**Excerpt**
Entry-level jobs typically still require at least some skills or training, unlike most minimum wage positions. However, the payment for entry-level positions varies depending on the region of the employer and is heavily influenced by that state's mandated minimum wage.

According to the Bureau of Labor Statistics, employers are required to follow the Fair Labor Standards Act, which has instituted a federal minimum wage of $7.25 per hour. If working full-time in a salary position, this would translate to $15,080 per year. However, each state is free to develop a minimum wage that best suits their local economy and cost of living as long as it meets or exceeds the federal minimum wage.

Related: How to Write an Entry-Level Resume

The average entry-level salary by state and profession

Entry-level salaries vary depending on several factors, such as the state you are looking for work in, the industry or role that you are entering and the employer that is offering you a position. Entry-level positions that require more technical skills, advanced education and/or training typically pay more than positions that have significantly less stringent prerequisites for employment.

As previously mentioned, entry-level wages are heavily influenced by the cost of living as well as the industry demand in your particular region or state. According to the Bureau of Labor Statistics, the following states generally have higher than average salaries for entry-level positions:

  • Alaska

  • Arizona

  • Arkansas

  • California

  • Colorado

  • Connecticut

  • Delaware

  • Florida

  • Hawaii

  • Illinois

  • Massachusetts

  • Maine

  • Maryland

  • Michigan

  • Minnesota

  • Missouri

  • Montana

  • Nebraska

  • New Jersey

  • New Mexico

  • Nevada

  • New York

  • Ohio

  • Oregon

  • Rhode Island

  • South Dakota

  • Vermont

  • Washington

  • West Virginia

What can you do to increase your entry-level earning potential?

Once you have determined what an entry-level salary generally looks like in your field and region, you should do the following:

1. Research

Start researching the company or organization that you would like to work for to determine what skills and experience you possess that would be considered the most valuable to this employer.

2. Develop your resume

Next, spend time developing your resume to accentuate the skills and experience that will set you apart and align you with the company's mission, values and vision. Detail achievements and experiences that will be especially impressive, such as academic honors or an internship that you excelled at. By highlighting your relevant strengths, it increases the likelihood of being offered the highest salary possible.

**Stored data**

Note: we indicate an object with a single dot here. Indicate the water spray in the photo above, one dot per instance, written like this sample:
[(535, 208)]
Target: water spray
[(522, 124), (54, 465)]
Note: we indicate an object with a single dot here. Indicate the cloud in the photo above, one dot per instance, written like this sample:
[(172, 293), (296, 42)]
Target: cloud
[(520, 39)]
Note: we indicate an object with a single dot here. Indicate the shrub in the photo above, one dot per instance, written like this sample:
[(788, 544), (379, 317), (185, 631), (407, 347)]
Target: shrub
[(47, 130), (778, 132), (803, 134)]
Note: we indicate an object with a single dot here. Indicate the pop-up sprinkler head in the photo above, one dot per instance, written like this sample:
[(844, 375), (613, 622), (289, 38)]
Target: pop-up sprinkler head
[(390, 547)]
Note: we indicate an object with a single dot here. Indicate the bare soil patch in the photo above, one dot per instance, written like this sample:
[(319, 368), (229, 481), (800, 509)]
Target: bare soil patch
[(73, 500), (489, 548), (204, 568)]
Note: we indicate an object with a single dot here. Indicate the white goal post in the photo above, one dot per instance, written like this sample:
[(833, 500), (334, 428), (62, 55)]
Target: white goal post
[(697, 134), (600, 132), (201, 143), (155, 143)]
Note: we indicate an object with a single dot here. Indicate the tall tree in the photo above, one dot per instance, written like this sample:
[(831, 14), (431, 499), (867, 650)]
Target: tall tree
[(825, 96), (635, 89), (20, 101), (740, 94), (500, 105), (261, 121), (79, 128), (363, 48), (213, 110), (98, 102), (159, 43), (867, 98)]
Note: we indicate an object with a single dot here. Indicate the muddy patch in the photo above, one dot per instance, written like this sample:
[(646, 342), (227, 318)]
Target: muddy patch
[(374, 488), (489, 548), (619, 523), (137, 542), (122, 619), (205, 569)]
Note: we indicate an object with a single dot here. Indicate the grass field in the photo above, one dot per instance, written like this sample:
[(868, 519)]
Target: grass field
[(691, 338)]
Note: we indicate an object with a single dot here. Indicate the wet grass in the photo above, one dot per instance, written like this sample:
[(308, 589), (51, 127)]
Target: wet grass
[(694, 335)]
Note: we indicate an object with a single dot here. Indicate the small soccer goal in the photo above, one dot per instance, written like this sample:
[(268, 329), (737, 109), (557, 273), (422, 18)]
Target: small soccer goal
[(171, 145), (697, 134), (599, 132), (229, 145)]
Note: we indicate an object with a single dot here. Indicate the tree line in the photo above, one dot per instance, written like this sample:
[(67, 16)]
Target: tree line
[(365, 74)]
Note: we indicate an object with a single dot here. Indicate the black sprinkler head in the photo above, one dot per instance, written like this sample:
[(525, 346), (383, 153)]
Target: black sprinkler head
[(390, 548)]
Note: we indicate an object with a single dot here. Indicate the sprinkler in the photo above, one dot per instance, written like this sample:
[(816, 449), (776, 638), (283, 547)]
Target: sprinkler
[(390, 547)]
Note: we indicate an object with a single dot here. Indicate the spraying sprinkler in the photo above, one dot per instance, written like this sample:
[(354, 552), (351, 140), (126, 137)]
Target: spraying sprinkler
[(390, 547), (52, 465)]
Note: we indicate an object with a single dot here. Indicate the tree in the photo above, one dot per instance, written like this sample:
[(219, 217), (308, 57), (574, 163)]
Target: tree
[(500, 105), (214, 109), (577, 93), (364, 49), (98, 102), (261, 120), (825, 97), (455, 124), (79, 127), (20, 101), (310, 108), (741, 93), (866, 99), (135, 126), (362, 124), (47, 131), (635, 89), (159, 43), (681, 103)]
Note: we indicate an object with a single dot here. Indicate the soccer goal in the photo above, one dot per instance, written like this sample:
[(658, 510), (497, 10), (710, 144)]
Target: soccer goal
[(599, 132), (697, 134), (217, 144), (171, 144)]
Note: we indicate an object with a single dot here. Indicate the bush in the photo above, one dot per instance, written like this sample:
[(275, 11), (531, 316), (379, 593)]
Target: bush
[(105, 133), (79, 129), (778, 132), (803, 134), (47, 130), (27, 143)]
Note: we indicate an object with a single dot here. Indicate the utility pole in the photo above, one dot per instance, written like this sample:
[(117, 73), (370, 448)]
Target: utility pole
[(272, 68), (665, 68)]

* * *

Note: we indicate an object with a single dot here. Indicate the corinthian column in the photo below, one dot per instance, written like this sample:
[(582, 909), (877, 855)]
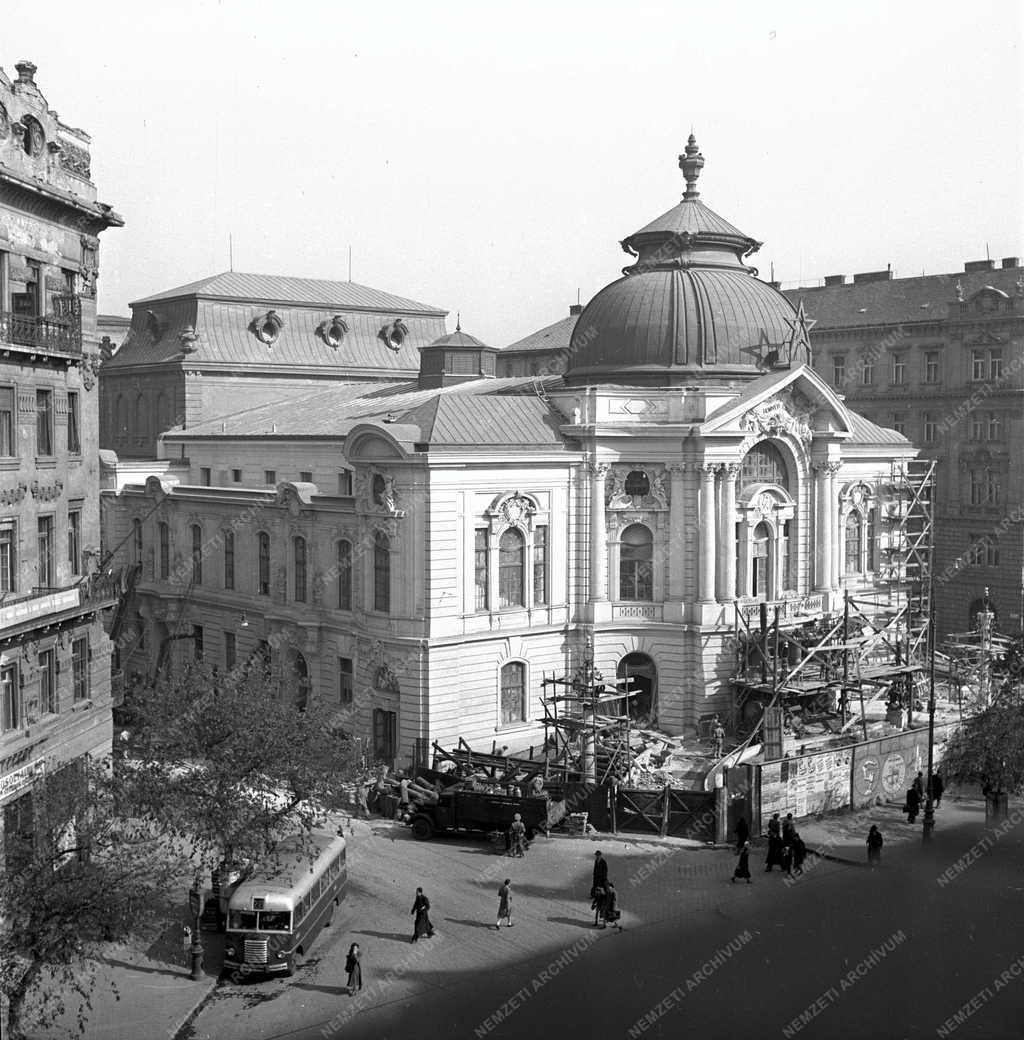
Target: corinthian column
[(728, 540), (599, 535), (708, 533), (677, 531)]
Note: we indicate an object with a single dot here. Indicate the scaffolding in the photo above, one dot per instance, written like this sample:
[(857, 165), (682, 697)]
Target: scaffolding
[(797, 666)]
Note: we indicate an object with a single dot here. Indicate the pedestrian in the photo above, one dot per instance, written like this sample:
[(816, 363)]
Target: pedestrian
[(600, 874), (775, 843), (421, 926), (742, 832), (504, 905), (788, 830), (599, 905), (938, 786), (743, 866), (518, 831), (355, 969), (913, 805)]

**Assigned task A**
In the text on entry-level salaries, what federal minimum wage does the Fair Labor Standards Act set?
**Assigned task B**
Reproduce the stretch of the text on entry-level salaries from "What can you" through "highest salary possible.".
**Assigned task C**
Carry on the text on entry-level salaries from its last sentence.

**Answer area A**
$7.25 per hour.

**Answer area B**
What can you do to increase your entry-level earning potential?

Once you have determined what an entry-level salary generally looks like in your field and region, you should do the following:

1. Research

Start researching the company or organization that you would like to work for to determine what skills and experience you possess that would be considered the most valuable to this employer.

2. Develop your resume

Next, spend time developing your resume to accentuate the skills and experience that will set you apart and align you with the company's mission, values and vision. Detail achievements and experiences that will be especially impressive, such as academic honors or an internship that you excelled at. By highlighting your relevant strengths, it increases the likelihood of being offered the highest salary possible.

**Answer area C**
3. Gain experience

Gain experience or skills that would improve your chances of being hired and making more money before applying. You can do this by taking courses, completing online tutorials, conducting research or offering to work on a project for a local business free of charge.

For example, if you are a graphic designer you could offer to revamp a local restaurant's logo for them and then add the work that you have completed to your portfolio. Even if your professional experience only extends to you doing free work to build your portfolio, it will showcase your determination, ambition and eagerness to learn.

Can you negotiate an entry-level salary?

In many positions and industries, especially in structured programs such as medicine, consulting and finance, it will be difficult or impossible to negotiate an entry-level offer. Therefore, it's important to consider the other aspects of the job offer when deciding whether to accept a position, such as the company's benefits, vacation time, culture and other perks.

It's also beneficial to analyze the long-term benefits that this particular employer or position could provide. For example, working at a lower salary for a company that is a leader in its field could provide greater benefits to your resume and career in the future.

To make a truly informed decision regarding salary versus benefits, you will need to conduct some research about the company and spend some time contemplating the experience that the opportunity would provide for you.